(Data for processing Opens)

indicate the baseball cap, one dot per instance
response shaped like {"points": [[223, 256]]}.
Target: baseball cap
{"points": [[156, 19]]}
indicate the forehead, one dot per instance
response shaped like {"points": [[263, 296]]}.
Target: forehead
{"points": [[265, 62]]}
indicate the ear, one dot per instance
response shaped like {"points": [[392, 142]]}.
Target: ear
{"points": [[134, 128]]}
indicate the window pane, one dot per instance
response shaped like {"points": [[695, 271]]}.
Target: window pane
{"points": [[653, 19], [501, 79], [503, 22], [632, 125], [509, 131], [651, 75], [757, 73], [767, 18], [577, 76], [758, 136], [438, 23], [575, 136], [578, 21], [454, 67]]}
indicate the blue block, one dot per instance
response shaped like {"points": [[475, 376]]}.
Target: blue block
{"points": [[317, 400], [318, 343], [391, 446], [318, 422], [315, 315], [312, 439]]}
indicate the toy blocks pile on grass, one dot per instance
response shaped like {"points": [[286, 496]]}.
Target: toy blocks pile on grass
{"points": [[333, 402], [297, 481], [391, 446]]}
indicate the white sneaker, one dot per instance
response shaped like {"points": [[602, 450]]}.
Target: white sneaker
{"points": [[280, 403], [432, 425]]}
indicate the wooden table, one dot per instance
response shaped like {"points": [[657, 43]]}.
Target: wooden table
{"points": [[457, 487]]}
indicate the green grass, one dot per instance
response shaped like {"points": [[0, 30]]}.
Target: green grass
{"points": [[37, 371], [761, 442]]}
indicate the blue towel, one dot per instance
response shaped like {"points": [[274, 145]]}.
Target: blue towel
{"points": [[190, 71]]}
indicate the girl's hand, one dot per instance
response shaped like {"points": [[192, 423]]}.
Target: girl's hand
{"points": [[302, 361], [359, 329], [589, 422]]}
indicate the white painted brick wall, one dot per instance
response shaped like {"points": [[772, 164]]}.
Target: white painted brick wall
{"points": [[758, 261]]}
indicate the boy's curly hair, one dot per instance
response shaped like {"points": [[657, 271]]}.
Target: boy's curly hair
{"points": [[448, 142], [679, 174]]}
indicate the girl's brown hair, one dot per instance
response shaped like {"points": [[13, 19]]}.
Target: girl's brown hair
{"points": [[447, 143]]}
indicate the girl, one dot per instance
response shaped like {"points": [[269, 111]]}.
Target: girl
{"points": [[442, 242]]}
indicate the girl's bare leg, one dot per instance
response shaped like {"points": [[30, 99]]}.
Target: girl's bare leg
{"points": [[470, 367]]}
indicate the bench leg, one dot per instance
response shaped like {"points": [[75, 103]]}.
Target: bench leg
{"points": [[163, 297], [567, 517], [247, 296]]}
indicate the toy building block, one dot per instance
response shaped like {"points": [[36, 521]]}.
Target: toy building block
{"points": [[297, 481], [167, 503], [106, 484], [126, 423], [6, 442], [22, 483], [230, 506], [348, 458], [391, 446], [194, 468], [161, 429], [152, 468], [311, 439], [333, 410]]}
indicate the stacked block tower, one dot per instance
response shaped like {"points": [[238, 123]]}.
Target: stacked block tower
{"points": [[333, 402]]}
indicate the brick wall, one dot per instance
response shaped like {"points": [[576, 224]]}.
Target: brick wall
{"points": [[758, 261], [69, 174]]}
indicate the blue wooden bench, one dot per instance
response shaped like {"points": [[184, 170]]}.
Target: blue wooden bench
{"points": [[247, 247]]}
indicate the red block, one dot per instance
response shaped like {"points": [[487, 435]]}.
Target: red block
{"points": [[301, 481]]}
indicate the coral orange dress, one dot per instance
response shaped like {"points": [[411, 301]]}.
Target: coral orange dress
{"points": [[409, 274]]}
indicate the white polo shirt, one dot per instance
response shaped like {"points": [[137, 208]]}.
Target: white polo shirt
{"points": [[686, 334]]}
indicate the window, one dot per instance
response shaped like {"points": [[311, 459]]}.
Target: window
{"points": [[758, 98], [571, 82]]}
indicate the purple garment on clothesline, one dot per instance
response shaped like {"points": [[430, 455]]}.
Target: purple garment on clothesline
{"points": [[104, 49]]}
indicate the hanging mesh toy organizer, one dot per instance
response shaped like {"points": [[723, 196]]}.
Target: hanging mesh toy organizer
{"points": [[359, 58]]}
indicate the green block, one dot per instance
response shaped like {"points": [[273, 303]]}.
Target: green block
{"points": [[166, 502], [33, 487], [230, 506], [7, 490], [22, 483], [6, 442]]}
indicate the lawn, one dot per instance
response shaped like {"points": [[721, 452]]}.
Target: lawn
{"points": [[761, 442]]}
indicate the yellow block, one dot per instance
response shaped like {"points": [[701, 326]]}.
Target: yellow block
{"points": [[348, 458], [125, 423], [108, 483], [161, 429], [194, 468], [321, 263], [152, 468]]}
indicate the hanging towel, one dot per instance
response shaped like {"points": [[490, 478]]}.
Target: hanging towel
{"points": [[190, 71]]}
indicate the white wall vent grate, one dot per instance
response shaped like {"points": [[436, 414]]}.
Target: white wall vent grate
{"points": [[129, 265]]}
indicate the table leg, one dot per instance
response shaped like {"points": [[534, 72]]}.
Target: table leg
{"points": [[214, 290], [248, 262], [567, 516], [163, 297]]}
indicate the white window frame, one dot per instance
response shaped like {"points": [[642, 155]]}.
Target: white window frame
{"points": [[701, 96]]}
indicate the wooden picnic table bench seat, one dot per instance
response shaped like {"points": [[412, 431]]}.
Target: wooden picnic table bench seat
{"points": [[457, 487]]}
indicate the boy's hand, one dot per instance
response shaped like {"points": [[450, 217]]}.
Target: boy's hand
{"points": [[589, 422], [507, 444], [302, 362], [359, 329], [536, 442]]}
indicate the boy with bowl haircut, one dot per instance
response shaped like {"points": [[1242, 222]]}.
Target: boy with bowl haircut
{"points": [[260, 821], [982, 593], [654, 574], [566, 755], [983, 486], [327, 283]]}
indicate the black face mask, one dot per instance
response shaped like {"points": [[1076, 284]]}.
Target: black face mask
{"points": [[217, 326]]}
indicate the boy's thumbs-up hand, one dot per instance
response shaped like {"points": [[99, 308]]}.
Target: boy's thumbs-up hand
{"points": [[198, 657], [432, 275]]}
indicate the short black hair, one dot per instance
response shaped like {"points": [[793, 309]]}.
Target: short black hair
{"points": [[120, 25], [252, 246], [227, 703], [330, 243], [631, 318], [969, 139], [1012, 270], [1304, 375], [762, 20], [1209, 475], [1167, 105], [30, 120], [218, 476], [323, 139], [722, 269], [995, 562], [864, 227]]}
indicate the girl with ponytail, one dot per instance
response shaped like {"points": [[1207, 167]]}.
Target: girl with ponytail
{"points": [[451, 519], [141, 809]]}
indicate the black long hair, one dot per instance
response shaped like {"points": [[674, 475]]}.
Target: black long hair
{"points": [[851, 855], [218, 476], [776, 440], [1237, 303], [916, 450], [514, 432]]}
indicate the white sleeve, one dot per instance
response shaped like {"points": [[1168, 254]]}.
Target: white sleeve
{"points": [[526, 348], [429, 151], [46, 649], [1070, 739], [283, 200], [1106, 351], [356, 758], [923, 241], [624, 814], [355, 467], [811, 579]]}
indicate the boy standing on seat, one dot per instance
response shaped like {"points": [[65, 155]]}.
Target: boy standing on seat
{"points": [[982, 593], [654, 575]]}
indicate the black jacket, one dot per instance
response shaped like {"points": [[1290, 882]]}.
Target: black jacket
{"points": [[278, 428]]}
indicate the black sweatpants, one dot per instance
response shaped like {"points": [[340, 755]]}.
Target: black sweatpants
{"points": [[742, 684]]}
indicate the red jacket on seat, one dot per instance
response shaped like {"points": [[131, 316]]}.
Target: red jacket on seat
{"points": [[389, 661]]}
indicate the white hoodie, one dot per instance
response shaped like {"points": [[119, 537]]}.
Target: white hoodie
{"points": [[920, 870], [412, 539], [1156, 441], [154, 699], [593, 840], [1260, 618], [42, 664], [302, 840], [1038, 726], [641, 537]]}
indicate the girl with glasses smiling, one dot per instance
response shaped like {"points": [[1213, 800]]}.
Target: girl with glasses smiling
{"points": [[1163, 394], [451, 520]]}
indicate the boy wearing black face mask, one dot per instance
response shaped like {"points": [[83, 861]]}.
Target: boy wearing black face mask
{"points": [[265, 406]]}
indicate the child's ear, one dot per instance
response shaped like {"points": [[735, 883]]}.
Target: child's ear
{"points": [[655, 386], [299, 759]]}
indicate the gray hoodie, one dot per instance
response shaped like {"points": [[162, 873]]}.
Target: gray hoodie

(Data for processing Closes)

▶ _What the task asks_:
The answer should be the first line of the material and every line after it through the line containing "indicate the boy's curly", exactly as written, and nothing else.

▶ _Task solution_:
indicate the baseball cap, one dot per instance
response shaped like {"points": [[223, 256]]}.
Target: baseball cap
{"points": [[156, 19]]}
indicate the forehead, one dot per instance
response shaped like {"points": [[263, 296]]}.
Target: forehead
{"points": [[265, 62]]}
indicate the ear, one dot per instance
response shaped like {"points": [[392, 142]]}.
Target: ear
{"points": [[134, 128]]}
indicate the window pane, one dot per instance
response shaped like {"points": [[695, 271]]}.
Target: window pane
{"points": [[653, 19], [501, 79], [503, 22], [632, 125], [509, 131], [651, 75], [757, 73], [767, 18], [577, 76], [758, 136], [438, 23], [575, 136], [578, 21], [454, 67]]}
indicate the blue block, one dot per instance
response shaped like {"points": [[475, 376]]}.
Target: blue block
{"points": [[317, 400], [318, 343], [391, 446], [318, 422], [315, 315], [312, 439]]}
indicate the toy blocks pile on grass, one dot per instance
response shaped like {"points": [[286, 496]]}.
Target: toy blocks pile on grass
{"points": [[333, 402], [297, 481], [391, 446]]}
indicate the white sneaker, one dot per instance
response shaped like {"points": [[602, 450]]}.
Target: white sneaker
{"points": [[280, 403], [432, 425]]}
indicate the wooden table, one dot per instance
response shaped like {"points": [[657, 43]]}.
Target: wooden table
{"points": [[457, 487]]}
indicate the green grass, one dot per instance
response shaped like {"points": [[0, 30]]}.
Target: green grass
{"points": [[37, 371], [761, 442]]}
indicate the blue towel, one dot per instance
response shaped like {"points": [[274, 145]]}.
Target: blue towel
{"points": [[190, 71]]}
indicate the girl's hand, one dot per instance
response shaped like {"points": [[192, 423]]}.
Target: girl's hand
{"points": [[302, 361], [359, 329], [589, 422]]}
indicate the white painted brick wall, one dot per instance
response shaped like {"points": [[772, 164]]}.
Target: white painted brick wall
{"points": [[758, 261]]}
indicate the boy's curly hair, one dot per instance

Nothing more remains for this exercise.